>> start

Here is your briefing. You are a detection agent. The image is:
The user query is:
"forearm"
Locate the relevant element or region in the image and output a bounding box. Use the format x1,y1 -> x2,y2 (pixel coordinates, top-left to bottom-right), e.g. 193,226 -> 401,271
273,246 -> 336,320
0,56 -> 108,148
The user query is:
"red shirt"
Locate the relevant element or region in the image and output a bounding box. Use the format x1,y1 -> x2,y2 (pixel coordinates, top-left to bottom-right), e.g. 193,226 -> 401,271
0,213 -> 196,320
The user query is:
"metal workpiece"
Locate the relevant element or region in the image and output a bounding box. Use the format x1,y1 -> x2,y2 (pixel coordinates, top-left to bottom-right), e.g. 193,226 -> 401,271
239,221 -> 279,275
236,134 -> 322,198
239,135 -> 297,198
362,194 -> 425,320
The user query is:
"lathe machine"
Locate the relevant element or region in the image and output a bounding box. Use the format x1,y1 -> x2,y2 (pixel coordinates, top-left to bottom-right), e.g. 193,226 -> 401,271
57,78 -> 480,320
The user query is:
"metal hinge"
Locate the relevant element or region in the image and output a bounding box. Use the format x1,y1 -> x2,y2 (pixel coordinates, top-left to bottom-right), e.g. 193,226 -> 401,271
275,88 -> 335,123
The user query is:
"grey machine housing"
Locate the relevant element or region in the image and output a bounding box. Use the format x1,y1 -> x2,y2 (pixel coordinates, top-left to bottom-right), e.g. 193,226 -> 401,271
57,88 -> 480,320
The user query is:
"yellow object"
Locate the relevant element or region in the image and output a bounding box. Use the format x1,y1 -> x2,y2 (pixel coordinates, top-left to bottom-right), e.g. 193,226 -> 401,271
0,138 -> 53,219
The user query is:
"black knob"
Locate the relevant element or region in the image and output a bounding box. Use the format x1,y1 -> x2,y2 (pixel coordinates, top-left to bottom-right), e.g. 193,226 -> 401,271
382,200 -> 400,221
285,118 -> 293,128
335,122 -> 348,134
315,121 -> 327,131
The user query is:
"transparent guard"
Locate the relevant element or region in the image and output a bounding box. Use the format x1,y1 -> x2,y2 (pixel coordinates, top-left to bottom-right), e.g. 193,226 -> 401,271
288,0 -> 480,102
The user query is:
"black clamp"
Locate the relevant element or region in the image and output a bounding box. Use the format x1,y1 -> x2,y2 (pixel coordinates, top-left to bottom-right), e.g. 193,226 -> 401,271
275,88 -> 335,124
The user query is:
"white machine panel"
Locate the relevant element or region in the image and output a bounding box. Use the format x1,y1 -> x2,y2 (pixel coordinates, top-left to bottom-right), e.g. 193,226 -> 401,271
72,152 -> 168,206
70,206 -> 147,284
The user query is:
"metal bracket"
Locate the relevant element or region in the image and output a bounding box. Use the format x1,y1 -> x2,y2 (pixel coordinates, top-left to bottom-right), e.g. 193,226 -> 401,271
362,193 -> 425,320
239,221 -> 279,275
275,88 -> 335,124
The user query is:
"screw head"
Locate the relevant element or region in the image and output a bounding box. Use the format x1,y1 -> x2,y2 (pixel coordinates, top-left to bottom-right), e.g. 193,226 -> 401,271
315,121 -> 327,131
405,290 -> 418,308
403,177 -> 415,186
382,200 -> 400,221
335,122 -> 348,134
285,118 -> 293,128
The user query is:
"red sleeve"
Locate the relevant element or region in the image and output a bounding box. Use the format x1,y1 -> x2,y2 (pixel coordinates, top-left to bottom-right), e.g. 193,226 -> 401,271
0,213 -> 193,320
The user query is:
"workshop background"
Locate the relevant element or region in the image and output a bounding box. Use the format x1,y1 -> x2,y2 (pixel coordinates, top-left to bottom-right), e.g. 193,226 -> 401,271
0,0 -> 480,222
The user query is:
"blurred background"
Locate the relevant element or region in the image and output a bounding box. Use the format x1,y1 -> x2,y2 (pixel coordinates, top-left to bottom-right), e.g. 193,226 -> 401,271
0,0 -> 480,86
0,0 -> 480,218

>> end

* _AIM OF THE EXERCISE_: Copy all of the data above word for word, without changing any character.

* _TASK RESULT_:
Here is your briefing. You are a detection agent. The image is:
The user query is:
"forearm"
Locate the relevant element or region in the image and output a bounding box. Use the format x1,y1 -> x2,y2 (pixel coordinates, top-left to bottom-right), e.g. 193,226 -> 401,271
273,246 -> 336,320
0,56 -> 108,148
The user query is:
"red shirt"
Locate the relevant element or region in the image and output a bounding box. Use the format x1,y1 -> x2,y2 (pixel coordinates, top-left to bottom-right), e.g. 193,226 -> 401,271
0,213 -> 196,320
The user query is:
"metal workpiece"
Locate the relevant element or region in the image and output a bounding box. Use the format x1,y1 -> x2,y2 (pixel coordinates, top-left to bottom-right), e.g. 193,226 -> 401,271
239,221 -> 279,275
236,134 -> 322,198
239,135 -> 297,198
362,194 -> 425,320
The user query is:
"lathe machine"
Locate the relevant element or region in the image and output a bounding box. Use the format x1,y1 -> x2,y2 (pixel coordinates, top-left to bottom-right), e.g. 193,226 -> 401,271
57,78 -> 480,320
The user query is:
"metal hinge"
Locate the relevant element or region in the image and output a bounding box. Use the format x1,y1 -> x2,y2 (pixel coordinates, top-left to bottom-right), e.g. 193,226 -> 401,271
275,88 -> 335,123
The user query is:
"grey machine housing"
Locate the relevant element or region in the image and output a bounding box. Use the format x1,y1 -> x2,y2 (pixel coordinates, top-left to bottom-right), e.g. 193,226 -> 401,271
57,88 -> 480,320
The user query is:
"yellow object"
Locate the relevant element or region in the image and output a bounding box. Use the format x1,y1 -> x2,y2 (pixel coordinates, top-left to bottom-right), e.g. 193,226 -> 401,271
0,138 -> 53,219
The user query is:
"black knob"
Locate the relevant element or region in the image and output a bounding box. Use the format x1,y1 -> x2,y2 (pixel coordinates, top-left to bottom-right), e.g. 193,226 -> 401,271
382,200 -> 400,221
285,118 -> 293,128
335,122 -> 348,134
315,121 -> 327,131
The user query is:
"transparent guard"
Locate the relevant element or region in the image and output a bounding box. Use the format x1,y1 -> x2,y2 (pixel coordinates, top-left to bottom-right), e.g. 193,226 -> 401,271
288,0 -> 480,102
The user query is:
"black clamp"
Locate the relevant element or region in the image and output a bounding box. Use the format x1,y1 -> x2,y2 (pixel coordinates, top-left to bottom-right), e.g. 193,226 -> 401,271
275,88 -> 335,124
The user query is:
"white machine panel"
Locate the relevant element or region in the image and output a bounding box. Use the format x1,y1 -> x2,y2 (pixel coordinates, top-left to bottom-right), e.g. 193,226 -> 401,271
72,152 -> 168,206
70,206 -> 147,284
The user query is:
"metal bracket"
Locate the relevant element or region in the image and output a bounding box. Use the format x1,y1 -> x2,y2 (pixel coordinates, top-left to bottom-right), e.g. 193,226 -> 401,271
362,193 -> 425,320
239,221 -> 279,275
275,88 -> 335,124
The user query is:
"screw head"
Locate the relevant element or region in the image and output a bounding box. Use the format x1,y1 -> x2,y2 (pixel coordinates, top-left to bottom-right), e.g. 193,226 -> 401,271
315,121 -> 327,131
405,290 -> 418,308
403,177 -> 415,186
382,200 -> 400,221
335,122 -> 348,134
285,118 -> 293,128
The user query is:
"red sleeve"
Locate the relevant element or region in the image and output a bounding box. Use the format x1,y1 -> x2,y2 (pixel coordinates, top-left to bottom-right), e.g. 193,226 -> 401,271
0,213 -> 193,320
The user query is:
"workshop background"
Locate the relevant element or region in the image and output a bounding box. Use the format x1,y1 -> x2,y2 (pixel coordinates, top-left to bottom-right), e.g. 193,226 -> 401,271
0,0 -> 480,222
The user query is:
"blurred background"
Locate the relevant element or region in the image and output a bounding box. Use the format x1,y1 -> x2,y2 (pixel coordinates, top-left to bottom-right), e.g. 193,226 -> 401,271
0,0 -> 480,86
0,0 -> 480,218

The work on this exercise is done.